** start of Dataset records **

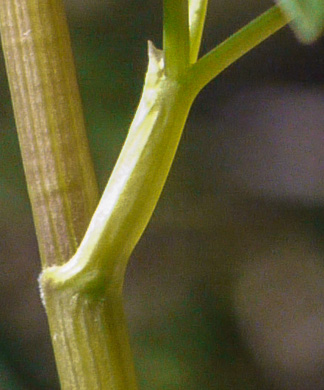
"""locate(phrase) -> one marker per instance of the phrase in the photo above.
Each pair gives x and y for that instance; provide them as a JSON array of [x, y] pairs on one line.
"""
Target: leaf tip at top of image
[[307, 18]]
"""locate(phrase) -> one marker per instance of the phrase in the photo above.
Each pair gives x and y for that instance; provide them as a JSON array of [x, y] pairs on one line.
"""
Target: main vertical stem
[[59, 172], [89, 335]]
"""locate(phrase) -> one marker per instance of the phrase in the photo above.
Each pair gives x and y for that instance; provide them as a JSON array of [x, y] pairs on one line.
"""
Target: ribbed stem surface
[[59, 171]]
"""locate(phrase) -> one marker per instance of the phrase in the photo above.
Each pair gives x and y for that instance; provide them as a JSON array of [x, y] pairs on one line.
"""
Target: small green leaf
[[307, 17]]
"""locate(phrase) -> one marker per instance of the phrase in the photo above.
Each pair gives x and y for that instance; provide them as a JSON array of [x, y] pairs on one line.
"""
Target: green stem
[[88, 333], [176, 36], [233, 48], [134, 186], [197, 16], [59, 172], [90, 340]]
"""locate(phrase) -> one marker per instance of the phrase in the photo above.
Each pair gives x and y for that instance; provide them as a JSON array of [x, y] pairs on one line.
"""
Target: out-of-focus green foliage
[[308, 17]]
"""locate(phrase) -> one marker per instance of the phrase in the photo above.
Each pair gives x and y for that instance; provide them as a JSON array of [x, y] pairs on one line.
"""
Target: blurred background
[[226, 288]]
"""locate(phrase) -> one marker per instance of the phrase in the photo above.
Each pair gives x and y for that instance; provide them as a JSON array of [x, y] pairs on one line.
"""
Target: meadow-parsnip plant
[[85, 243]]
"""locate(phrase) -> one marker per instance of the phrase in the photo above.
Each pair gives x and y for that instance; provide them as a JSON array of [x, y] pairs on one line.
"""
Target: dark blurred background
[[226, 288]]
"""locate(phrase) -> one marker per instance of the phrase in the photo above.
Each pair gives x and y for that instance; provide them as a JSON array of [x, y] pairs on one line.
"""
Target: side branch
[[233, 48]]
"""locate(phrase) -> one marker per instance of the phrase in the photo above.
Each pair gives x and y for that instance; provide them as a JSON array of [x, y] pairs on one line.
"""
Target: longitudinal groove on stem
[[58, 167]]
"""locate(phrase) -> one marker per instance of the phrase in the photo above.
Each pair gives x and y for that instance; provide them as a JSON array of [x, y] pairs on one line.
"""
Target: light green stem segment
[[89, 286], [197, 16], [142, 168], [134, 186]]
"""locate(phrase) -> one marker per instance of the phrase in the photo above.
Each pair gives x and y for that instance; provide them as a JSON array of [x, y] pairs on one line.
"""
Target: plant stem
[[90, 340], [233, 48], [197, 16], [58, 168], [175, 36], [89, 335]]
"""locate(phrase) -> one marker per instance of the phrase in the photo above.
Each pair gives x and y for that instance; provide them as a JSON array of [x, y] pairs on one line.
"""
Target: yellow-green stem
[[89, 335]]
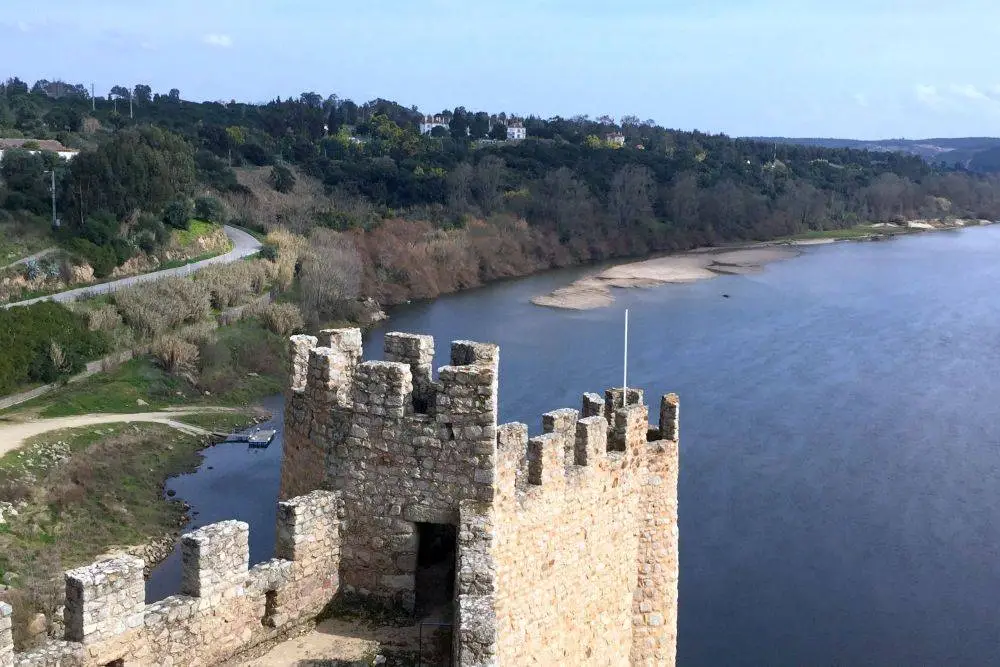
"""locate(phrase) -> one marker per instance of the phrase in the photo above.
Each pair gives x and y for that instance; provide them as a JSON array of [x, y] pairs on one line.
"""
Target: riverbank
[[595, 291]]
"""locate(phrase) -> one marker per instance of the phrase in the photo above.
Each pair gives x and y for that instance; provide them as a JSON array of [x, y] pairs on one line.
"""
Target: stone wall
[[574, 541], [567, 543], [224, 607], [404, 449]]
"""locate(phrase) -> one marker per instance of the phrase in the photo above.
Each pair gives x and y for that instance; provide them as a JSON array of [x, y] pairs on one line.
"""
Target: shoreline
[[595, 290]]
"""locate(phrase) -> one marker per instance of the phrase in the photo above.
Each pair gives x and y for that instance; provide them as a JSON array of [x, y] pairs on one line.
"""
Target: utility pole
[[55, 220]]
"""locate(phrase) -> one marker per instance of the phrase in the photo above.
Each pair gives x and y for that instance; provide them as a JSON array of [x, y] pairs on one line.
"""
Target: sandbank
[[595, 291]]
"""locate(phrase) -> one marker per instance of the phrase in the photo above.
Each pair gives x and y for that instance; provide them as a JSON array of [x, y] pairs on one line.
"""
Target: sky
[[865, 69]]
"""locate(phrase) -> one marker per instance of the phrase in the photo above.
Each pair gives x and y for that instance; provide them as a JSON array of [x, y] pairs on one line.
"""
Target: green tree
[[210, 209], [138, 169], [142, 94], [178, 213], [281, 178], [479, 125]]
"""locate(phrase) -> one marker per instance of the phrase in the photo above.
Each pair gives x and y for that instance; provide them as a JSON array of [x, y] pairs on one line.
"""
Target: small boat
[[257, 438], [261, 438]]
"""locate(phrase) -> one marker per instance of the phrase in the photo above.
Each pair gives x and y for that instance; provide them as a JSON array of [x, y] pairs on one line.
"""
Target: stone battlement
[[566, 542], [225, 607]]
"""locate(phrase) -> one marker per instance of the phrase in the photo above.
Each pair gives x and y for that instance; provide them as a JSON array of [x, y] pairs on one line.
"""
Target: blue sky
[[846, 68]]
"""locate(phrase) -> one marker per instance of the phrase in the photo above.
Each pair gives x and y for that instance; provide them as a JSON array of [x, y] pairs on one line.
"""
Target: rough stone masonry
[[566, 542]]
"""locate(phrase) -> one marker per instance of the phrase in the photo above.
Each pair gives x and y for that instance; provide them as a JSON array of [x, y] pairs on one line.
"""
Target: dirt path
[[13, 434]]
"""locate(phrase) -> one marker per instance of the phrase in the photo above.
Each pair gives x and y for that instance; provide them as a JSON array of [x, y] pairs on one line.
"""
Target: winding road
[[244, 245]]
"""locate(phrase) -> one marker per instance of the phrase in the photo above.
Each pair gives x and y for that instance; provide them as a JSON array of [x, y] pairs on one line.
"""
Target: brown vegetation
[[164, 305]]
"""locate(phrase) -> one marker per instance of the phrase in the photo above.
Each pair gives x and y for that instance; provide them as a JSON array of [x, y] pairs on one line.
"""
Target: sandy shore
[[595, 291]]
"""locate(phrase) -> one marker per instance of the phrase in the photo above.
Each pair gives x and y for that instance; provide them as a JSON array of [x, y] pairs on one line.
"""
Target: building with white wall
[[43, 145]]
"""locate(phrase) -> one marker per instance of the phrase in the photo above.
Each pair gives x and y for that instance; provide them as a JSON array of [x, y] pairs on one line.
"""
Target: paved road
[[244, 245]]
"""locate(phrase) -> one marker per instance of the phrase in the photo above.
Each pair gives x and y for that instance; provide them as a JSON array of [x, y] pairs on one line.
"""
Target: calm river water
[[839, 443]]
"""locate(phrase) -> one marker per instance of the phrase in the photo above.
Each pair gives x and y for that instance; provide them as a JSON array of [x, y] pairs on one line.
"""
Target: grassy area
[[241, 365], [196, 229], [81, 493]]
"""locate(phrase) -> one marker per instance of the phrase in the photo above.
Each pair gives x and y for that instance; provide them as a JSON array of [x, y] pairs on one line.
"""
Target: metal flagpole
[[625, 365]]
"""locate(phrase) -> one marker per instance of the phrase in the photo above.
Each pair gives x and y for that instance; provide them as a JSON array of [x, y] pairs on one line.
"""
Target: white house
[[516, 131], [430, 122], [48, 145], [615, 139]]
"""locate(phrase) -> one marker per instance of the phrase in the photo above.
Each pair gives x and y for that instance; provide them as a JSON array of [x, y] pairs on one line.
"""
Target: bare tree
[[331, 274], [630, 201]]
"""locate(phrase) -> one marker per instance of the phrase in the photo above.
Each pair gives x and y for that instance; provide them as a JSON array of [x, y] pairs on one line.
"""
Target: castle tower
[[554, 549]]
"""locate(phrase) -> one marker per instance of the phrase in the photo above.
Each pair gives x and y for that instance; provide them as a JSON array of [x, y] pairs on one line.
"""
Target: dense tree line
[[663, 190], [42, 343]]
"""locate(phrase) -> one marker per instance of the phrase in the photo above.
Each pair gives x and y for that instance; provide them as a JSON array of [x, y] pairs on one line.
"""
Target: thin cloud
[[218, 40]]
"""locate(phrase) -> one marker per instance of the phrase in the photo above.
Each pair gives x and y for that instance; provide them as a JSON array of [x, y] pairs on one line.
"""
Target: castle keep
[[559, 549]]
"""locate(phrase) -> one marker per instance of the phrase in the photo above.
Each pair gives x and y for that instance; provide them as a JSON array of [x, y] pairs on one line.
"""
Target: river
[[839, 445]]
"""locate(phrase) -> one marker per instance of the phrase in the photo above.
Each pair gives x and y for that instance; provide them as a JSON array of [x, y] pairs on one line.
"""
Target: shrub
[[210, 209], [174, 355], [105, 318], [43, 342], [156, 308], [281, 178], [235, 284], [177, 213], [282, 319], [331, 274]]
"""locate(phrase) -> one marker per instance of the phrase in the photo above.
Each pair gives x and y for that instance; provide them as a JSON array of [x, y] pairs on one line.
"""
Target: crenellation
[[469, 353], [546, 460], [104, 600], [215, 559], [670, 417], [232, 610], [629, 428], [554, 539], [565, 543], [383, 389], [591, 440], [593, 405], [308, 526], [613, 400], [299, 347], [418, 353]]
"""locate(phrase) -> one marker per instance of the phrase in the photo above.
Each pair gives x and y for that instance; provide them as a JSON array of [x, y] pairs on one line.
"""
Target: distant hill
[[973, 153]]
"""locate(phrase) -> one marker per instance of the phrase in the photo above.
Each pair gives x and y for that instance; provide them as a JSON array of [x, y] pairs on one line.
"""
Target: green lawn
[[81, 493], [195, 230], [244, 364]]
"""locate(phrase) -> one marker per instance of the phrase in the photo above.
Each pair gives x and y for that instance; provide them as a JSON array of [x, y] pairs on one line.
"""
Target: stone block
[[308, 526], [103, 599], [591, 441], [546, 464], [670, 406], [215, 559]]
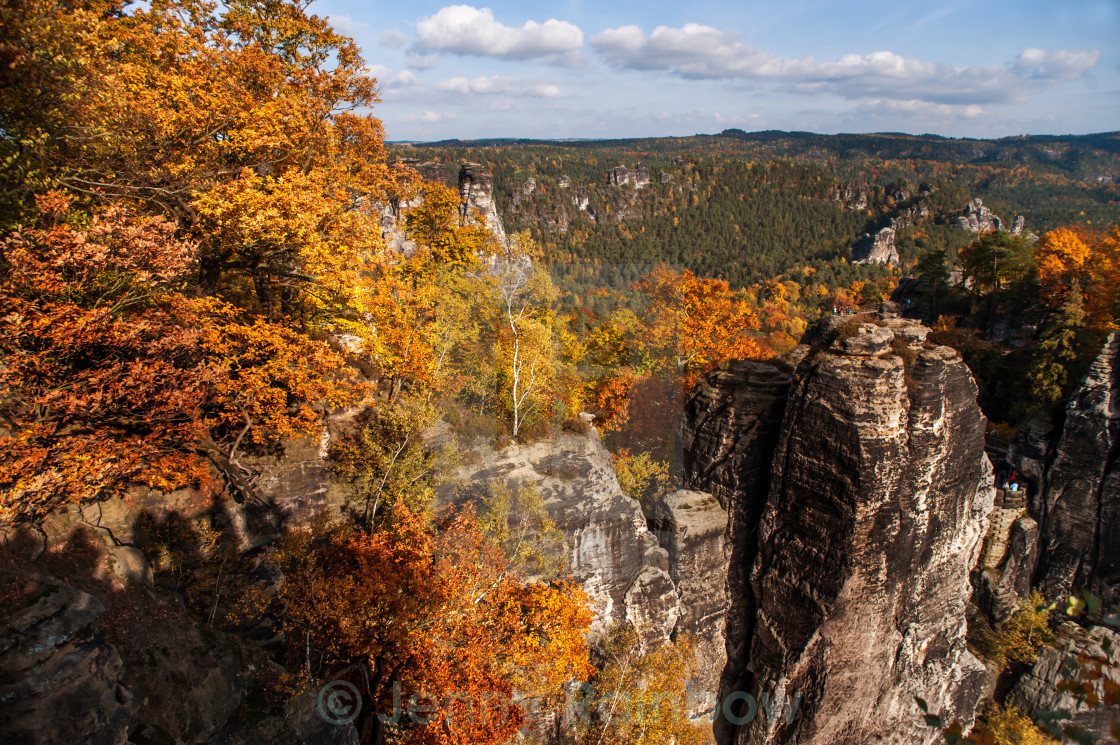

** end of Dataset records **

Pull out every line of the material above that contains the word "white", and copy each one.

(Exercise solution)
Target: building with white wall
Target: white house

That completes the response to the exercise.